[Task objective]: Copy each of the following lines word for word, without changing anything.

● ● ●

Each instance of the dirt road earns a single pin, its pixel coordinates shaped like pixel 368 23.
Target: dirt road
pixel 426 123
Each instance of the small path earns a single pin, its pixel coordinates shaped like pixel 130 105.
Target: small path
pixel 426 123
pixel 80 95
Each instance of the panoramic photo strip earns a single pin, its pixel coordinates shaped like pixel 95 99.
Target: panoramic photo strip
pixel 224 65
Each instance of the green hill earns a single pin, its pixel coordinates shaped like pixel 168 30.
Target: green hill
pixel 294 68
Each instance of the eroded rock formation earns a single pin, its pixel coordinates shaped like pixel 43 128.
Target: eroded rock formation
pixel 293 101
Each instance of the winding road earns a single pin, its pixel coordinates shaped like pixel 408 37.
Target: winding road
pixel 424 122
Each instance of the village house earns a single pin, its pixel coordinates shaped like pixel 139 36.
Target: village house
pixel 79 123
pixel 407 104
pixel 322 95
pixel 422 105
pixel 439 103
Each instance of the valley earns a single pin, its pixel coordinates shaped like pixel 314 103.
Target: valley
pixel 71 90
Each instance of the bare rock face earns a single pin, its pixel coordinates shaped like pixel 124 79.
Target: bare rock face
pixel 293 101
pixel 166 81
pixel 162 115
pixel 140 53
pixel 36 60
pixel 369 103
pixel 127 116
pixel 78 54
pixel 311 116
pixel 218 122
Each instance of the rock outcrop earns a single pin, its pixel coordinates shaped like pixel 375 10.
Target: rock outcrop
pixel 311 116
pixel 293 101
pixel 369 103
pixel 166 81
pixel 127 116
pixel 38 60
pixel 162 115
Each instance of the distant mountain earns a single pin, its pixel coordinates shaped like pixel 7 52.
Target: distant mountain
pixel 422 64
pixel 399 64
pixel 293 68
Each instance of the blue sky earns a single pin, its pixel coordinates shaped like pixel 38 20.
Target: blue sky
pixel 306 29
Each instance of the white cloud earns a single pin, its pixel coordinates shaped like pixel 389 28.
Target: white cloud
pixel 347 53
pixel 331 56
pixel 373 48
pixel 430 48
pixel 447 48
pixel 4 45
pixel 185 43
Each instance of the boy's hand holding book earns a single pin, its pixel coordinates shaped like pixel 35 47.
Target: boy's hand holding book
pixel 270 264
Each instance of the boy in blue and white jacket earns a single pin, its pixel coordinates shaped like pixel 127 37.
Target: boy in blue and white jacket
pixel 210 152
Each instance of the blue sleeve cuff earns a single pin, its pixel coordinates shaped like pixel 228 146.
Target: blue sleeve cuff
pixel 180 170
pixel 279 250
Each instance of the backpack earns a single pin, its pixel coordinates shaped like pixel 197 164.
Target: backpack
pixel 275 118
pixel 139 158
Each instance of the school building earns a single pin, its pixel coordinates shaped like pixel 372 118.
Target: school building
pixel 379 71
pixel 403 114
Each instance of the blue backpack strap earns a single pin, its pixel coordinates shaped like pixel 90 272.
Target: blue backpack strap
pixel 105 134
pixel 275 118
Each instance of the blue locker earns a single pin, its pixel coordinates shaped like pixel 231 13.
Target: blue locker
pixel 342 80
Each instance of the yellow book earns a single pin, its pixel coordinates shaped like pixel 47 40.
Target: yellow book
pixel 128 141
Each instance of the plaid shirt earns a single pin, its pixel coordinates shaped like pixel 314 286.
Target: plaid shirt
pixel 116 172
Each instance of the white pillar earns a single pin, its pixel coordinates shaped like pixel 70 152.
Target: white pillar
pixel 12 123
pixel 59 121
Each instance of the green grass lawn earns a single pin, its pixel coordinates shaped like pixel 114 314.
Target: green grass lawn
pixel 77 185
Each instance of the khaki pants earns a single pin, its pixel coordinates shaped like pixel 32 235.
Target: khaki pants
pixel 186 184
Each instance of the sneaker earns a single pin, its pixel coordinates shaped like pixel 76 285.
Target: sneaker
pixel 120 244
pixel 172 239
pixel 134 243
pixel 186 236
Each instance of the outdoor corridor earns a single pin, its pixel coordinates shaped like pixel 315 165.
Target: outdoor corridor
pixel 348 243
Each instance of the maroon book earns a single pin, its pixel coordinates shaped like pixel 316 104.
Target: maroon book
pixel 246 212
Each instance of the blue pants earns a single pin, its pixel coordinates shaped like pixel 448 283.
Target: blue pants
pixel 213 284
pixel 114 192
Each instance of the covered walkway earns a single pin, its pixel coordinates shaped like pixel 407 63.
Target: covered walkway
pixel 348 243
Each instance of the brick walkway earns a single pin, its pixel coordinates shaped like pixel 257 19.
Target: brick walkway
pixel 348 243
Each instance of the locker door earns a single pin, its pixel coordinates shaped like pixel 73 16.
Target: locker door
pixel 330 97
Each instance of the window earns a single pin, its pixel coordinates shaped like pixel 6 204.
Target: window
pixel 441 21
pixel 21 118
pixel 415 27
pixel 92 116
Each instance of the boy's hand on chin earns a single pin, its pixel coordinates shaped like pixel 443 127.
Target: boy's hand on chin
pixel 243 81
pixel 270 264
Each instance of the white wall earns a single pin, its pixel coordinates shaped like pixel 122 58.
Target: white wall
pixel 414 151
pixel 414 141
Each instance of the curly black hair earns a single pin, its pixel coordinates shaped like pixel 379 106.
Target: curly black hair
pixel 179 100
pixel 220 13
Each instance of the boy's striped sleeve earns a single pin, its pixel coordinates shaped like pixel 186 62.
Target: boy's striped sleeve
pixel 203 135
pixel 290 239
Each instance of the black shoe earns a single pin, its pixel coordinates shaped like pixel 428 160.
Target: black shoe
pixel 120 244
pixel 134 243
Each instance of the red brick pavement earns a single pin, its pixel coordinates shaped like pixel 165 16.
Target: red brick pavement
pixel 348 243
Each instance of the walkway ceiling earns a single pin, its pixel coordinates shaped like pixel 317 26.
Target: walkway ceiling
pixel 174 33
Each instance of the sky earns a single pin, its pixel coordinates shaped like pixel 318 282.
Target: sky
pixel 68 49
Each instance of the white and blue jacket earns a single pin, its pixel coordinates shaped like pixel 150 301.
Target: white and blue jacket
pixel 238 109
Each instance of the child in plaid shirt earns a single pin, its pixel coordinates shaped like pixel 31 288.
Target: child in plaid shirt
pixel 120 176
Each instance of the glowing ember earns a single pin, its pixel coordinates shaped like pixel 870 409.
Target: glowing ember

● ● ●

[Exercise response]:
Each instance of the dirt road earns a single pin, its pixel coordinates shaped like pixel 368 23.
Target: dirt road
pixel 426 123
Each instance of the small path earns a single pin, its pixel coordinates shaped like pixel 130 105.
Target: small path
pixel 426 123
pixel 80 95
Each instance of the panoramic photo strip earns a single pin, its pixel coordinates shaped like pixel 95 99.
Target: panoramic photo strip
pixel 224 65
Each instance of the green hill earns a single pin, its pixel coordinates shaped like pixel 168 30.
Target: green hill
pixel 294 68
Each instance of the eroded rock formation earns a single pin, its pixel coordinates shaped like pixel 43 128.
Target: eroded rock formation
pixel 293 101
Each instance of the winding road earns a single pin, its pixel coordinates shaped like pixel 408 37.
Target: winding road
pixel 424 122
Each instance of the village house earns a single pin, its pixel coordinates shaped like pixel 139 36.
Target: village house
pixel 79 123
pixel 407 104
pixel 322 95
pixel 422 105
pixel 439 103
Each instance of the valley earns a single pin, its pixel coordinates shaped like pixel 314 103.
Target: valley
pixel 71 90
Each instance of the bare rock face earns a single pin, its pixel coordinates shaped like pixel 124 79.
Target: bare rock face
pixel 293 101
pixel 166 81
pixel 162 115
pixel 140 53
pixel 36 60
pixel 369 103
pixel 127 116
pixel 78 54
pixel 311 116
pixel 218 122
Each instance of the rock outcrop earns a single pin, its pixel coordinates shaped like pixel 375 10.
Target: rock outcrop
pixel 311 116
pixel 293 101
pixel 369 103
pixel 166 81
pixel 127 116
pixel 38 60
pixel 162 115
Each instance of the distant mountain earns a single pin, its pixel coordinates shaped like pixel 7 52.
Target: distant mountain
pixel 422 64
pixel 399 64
pixel 293 68
Each instance of the blue sky earns a single pin, its pixel coordinates shaped like pixel 38 20.
Target: blue sky
pixel 306 29
Each instance of the white cloud earns a single pin, its pixel coordinates shaped like pixel 389 28.
Target: white cloud
pixel 347 53
pixel 331 56
pixel 373 48
pixel 430 48
pixel 447 48
pixel 4 45
pixel 185 43
Each instance of the boy's hand holding book earns a single pin, its pixel coordinates shaped like pixel 35 47.
Target: boy's hand holding book
pixel 270 264
Each instance of the boy in blue and white jacket earns a single pin, its pixel coordinates shaped like pixel 127 37.
Target: boy in blue and white jacket
pixel 210 152
Each instance of the blue sleeve cuff earns a single pin, its pixel coordinates shaped like pixel 228 146.
Target: blue sleeve cuff
pixel 180 170
pixel 279 250
Each instance of the backpack earns a single pin, its pixel coordinates shaped like pixel 197 164.
Target: backpack
pixel 275 118
pixel 139 158
Each instance of the school building earns a single pin, its pixel coordinates shaped like pixel 372 118.
Target: school building
pixel 379 71
pixel 403 114
Each instance of the blue backpack strap earns a single pin, its pixel coordinates shaped like pixel 90 272.
Target: blue backpack strap
pixel 105 134
pixel 275 118
Each instance of the blue locker earns a single pin, its pixel coordinates shaped like pixel 231 13.
Target: blue locker
pixel 342 80
Each instance of the yellow book earns a single pin, its pixel coordinates shaped like pixel 47 40.
Target: yellow book
pixel 128 141
Each instance of the plaid shirt earns a single pin, its pixel coordinates shaped like pixel 314 286.
Target: plaid shirt
pixel 116 172
Each instance of the white pillar earns a single pin, its pixel coordinates shaped like pixel 70 152.
Target: white pillar
pixel 12 123
pixel 59 121
Each instance of the green grass lawn earns a single pin, its pixel coordinates shaped like pixel 114 314.
Target: green grass lawn
pixel 77 185
Each instance of the khaki pants earns a single pin, its pixel coordinates shaped like pixel 32 235.
Target: khaki pants
pixel 186 184
Each instance of the sneaker earns a single pin, its pixel coordinates shaped like pixel 76 285.
Target: sneaker
pixel 120 244
pixel 172 239
pixel 134 243
pixel 186 236
Each instance of the outdoor corridor earns a single pin, its pixel coordinates shaped like pixel 315 165.
Target: outdoor corridor
pixel 348 243
Each instance of the maroon book earns a single pin, its pixel coordinates shaped like pixel 316 104.
Target: maroon book
pixel 246 212
Each instance of the blue pants earns a single pin, its pixel coordinates shaped like pixel 448 283.
Target: blue pants
pixel 213 284
pixel 114 192
Each instance of the covered walkway earns a single pin, its pixel coordinates shaped like pixel 407 63.
Target: covered walkway
pixel 348 243
Each instance of the brick walkway earns a single pin, its pixel coordinates shaped like pixel 257 19.
Target: brick walkway
pixel 348 243
Each instance of the locker door earns a single pin, its pixel coordinates shaped like pixel 73 16.
Target: locker door
pixel 330 97
Each instance of the window earns a single pin, its pixel coordinates shaped like pixel 6 204.
Target: window
pixel 441 21
pixel 21 118
pixel 415 27
pixel 92 116
Each instance of the boy's hand on chin earns a single pin, its pixel coordinates shaped like pixel 443 127.
Target: boy's hand on chin
pixel 243 81
pixel 270 264
Each instance of the white wall earns a single pin, its pixel coordinates shaped like pixel 122 58.
Target: white wall
pixel 414 151
pixel 414 141
Each instance of the curly black hair earns a single pin, its pixel coordinates shaped like pixel 379 106.
Target: curly black hair
pixel 179 100
pixel 220 13
Each instance of the boy's striped sleeve earns a single pin, its pixel coordinates shaped like pixel 186 62.
Target: boy's striped sleeve
pixel 203 135
pixel 290 239
Each instance of the black shoe earns a single pin, its pixel coordinates shaped like pixel 428 160.
Target: black shoe
pixel 120 244
pixel 134 243
Each instance of the red brick pavement earns a single pin, its pixel coordinates shaped like pixel 165 16.
Target: red brick pavement
pixel 348 243
Each instance of the walkway ceiling earns a single pin, its pixel coordinates shaped like pixel 317 26.
Target: walkway ceiling
pixel 174 33
Each instance of the sky earns a single pin, its pixel coordinates shaped like pixel 318 282.
Target: sky
pixel 68 49
Each instance of the white and blue jacket earns a single pin, its pixel coordinates shaped like pixel 150 301.
Target: white and blue jacket
pixel 238 109
Each instance of the child in plaid shirt earns a single pin, its pixel coordinates shaped like pixel 31 288.
Target: child in plaid shirt
pixel 120 176
Each instance of the glowing ember earns a single pin, its pixel coordinates shaped like pixel 870 409.
Target: glowing ember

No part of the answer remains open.